▶ Task to carry out:
Reproduce the passage of the phantom dependencies article between "Package managers are" and "Python has pip.", inclusive.

▶ Extract:
━━━

By clicking “Accept”, you agree to the storing of cookies on your device to enhance site navigation, analyze site usage, and assist in our marketing efforts. View our Privacy Policy for more information.

Dependency Resolution in Python: Beware The Phantom Dependency

Phantom dependencies are dependencies used by your code that are not declared in the manifest. If you miss them, they can sneak reachable risks into your application, lead to false positives, or inaccurate SBOMs. All very spooky. This article breaks down how phantom dependencies happen, and how to catch them.

Open Report

View Report

Written by

Anand Sawant

Published on

September 28, 2023

Topics

SCA

Open Report

View Report

Package managers are tools that simplify the process of installing and managing packages that your application depends on. All mainstream programming languages have their own ecosystem of packages and package managers to go with them. Java has maven, C# has NuGet, Javascript has NPM and Python has pip.

Using a package manager to install dependencies involves defining a manifest file that declares all the dependencies that the application requires. For Python projects, this can be done with setup.py, pyproject.toml or requirements.txt files. For example, here is an excerpt from the package installs for the Open AI baselines project:

Here we see seven dependencies explicitly declared, with version restrictions applying only to the `gym` package. For the other packages, the package manager will resolve the most appropriate version given python version, operating system version, operating system architecture and compatibility with other packages.

Obstacles to create an accurate dependency tree

While package managers make installing packages easy they do not make package management easy. By package management we mean: (1) keeping package versions up to date, (2) removing packages that are no longer used, (3) identifying issues in package versions currently in use, and flagging this to the developer.

As a result of this, there is a lot of onus on developers/engineers/DevOps to ensure that manifest files are regularly updated. However, this can often go wrong in one of the following ways:

Adding a dependency to the virtual environment but not updating the manifest file‍

Python makes it easy to install a dependency into the virtual environment of a project or directly into global scope by simply invoking the `pip install <package_version>` command, without having to update any manifest files. In addition, dependencies might be provided by the host operating system and those automatically become part of Python’s library search path. Unlike Java, where maven/gradle are used to build/run the application, so they need all used dependencies to compile the code and append them to the runtime classpath. This means that if a package has been added to the virtual environment and used without updating the requirements.txt, the Python runtime will not complain and just continue running the application. What makes this situation worse is that instead of updating the manifest file, engineers update the platform with the new packages directly and the only documentation of this might exist in a README file or buried deep in a slack conversation. This leads to the build not being easily reproducible in new environments where all packages are not pre-installed.‍

Allowing the platform to provide packages and their versions‍

With Python being the dominant platform for all forms of AI development, there are packages such as Tensorflow and Torch that are often required by an application. However, choosing the specific version of tensorflow or torch is often left up to the platform where the application is running. This is because the version and the setup of the package is highly dependent on the platform and (if using anaconda) the conda environment. If we look at the Open AI baselines projects’ manifest that we showed earlier we see no mention of tensorflow. However, the README file for the project indicates that anyone using the project must install tensorflow. In the case of provided dependencies such as this, it is by design that the package manifest and the actual dependency set are out of sync.

━━━

▶ Data block:
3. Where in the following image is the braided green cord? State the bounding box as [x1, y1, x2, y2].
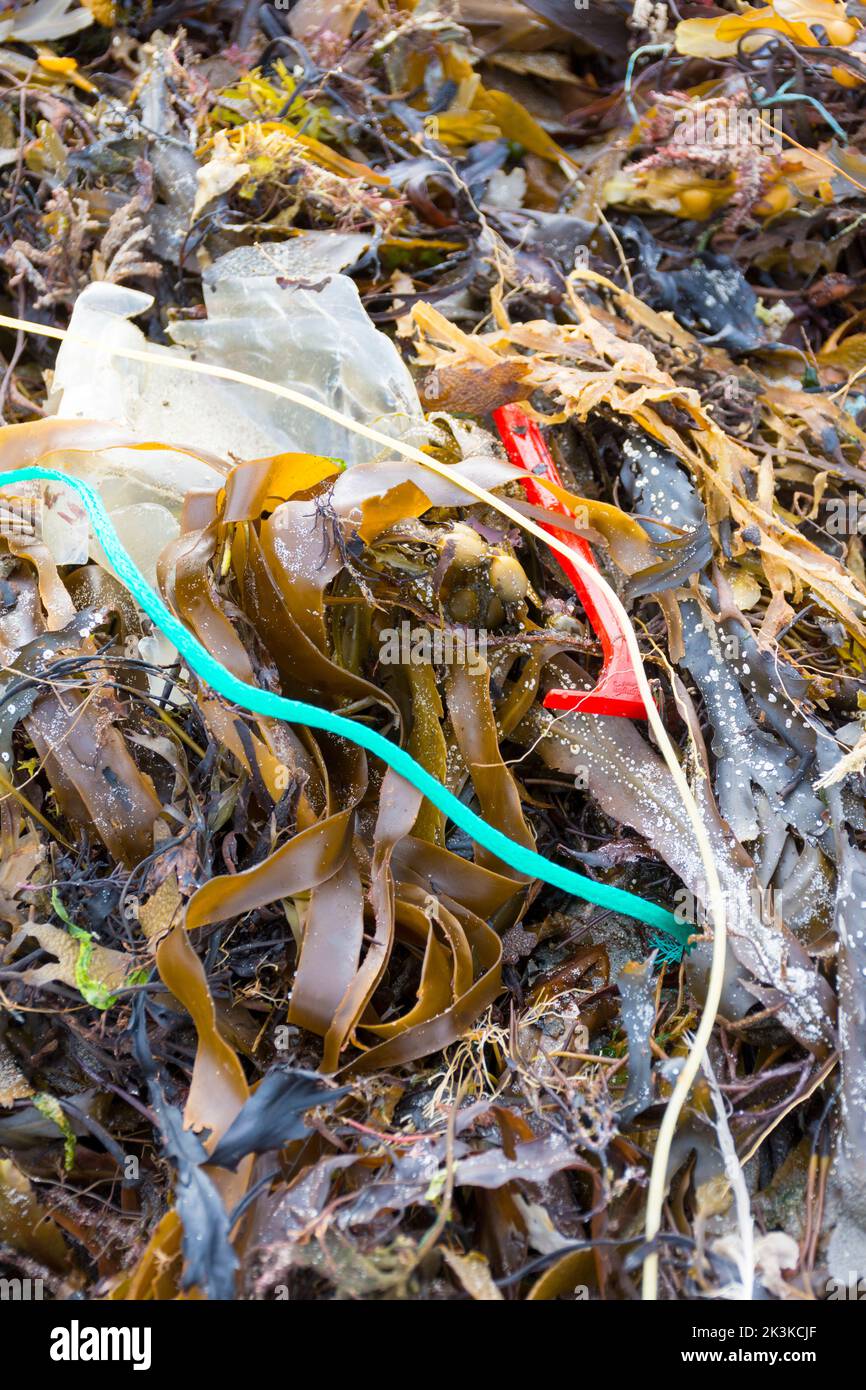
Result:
[0, 467, 689, 947]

━━━

▶ Answer:
Package managers are tools that simplify the process of installing and managing packages that your application depends on. All mainstream programming languages have their own ecosystem of packages and package managers to go with them. Java has maven, C# has NuGet, Javascript has NPM and Python has pip.